=== Objetivo indicado ===
Transcribe sin ningún cambio las líneas de los registros que van desde la que contiene "[seg] shadow on grass" hasta la última de los registros, incluidas ambas.

○ ○ ○ ○ ○ ○ ○

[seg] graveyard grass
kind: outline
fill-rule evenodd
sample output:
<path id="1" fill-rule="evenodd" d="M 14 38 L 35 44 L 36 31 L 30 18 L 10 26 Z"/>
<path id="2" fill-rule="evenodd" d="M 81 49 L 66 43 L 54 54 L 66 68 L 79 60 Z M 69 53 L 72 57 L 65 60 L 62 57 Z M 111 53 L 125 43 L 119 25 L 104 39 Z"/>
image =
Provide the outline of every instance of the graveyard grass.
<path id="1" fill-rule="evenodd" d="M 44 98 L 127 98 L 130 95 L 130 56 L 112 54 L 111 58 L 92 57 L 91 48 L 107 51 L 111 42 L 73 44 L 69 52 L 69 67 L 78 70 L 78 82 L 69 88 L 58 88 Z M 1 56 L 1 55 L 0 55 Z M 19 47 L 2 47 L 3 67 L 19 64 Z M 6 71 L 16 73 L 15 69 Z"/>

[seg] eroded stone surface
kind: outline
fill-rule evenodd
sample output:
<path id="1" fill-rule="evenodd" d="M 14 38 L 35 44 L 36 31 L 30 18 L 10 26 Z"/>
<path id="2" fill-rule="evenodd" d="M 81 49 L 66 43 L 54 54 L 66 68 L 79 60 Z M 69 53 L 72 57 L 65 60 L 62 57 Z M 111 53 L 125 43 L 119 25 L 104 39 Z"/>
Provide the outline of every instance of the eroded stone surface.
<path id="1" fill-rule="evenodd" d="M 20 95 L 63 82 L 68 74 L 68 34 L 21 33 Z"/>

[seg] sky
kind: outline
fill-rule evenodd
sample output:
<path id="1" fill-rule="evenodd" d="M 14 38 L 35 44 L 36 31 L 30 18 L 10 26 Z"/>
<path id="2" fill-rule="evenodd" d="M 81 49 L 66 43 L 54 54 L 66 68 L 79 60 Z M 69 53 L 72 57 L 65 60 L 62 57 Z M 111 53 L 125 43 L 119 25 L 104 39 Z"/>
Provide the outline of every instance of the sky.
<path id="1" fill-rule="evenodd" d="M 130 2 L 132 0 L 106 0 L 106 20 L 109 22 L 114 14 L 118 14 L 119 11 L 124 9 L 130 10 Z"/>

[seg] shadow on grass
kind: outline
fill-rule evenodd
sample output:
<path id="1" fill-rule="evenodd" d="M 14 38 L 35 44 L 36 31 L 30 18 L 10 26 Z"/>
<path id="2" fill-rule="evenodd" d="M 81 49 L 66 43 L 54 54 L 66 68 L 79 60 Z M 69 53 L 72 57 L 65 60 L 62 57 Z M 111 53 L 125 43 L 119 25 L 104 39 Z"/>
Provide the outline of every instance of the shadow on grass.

○ ○ ○ ○ ○ ○ ○

=== Respuesta ===
[seg] shadow on grass
kind: outline
fill-rule evenodd
sample output:
<path id="1" fill-rule="evenodd" d="M 14 38 L 35 44 L 36 31 L 30 18 L 10 26 Z"/>
<path id="2" fill-rule="evenodd" d="M 81 49 L 66 43 L 54 54 L 66 68 L 79 60 Z M 69 53 L 72 57 L 65 60 L 62 57 Z M 111 53 L 125 43 L 119 25 L 104 39 Z"/>
Provide the outline of every instance of the shadow on grass.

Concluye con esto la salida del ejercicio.